>> BEGIN

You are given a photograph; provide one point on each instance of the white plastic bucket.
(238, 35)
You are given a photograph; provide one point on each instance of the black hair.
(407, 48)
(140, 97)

>> END

Required task
Print, without any changes, the lines of the records starting with the one that contains "the black hair." and continuing through the final line of the records, including both of those lines.

Task output
You are given a photograph; provide one point on each instance of the black hair.
(407, 48)
(140, 97)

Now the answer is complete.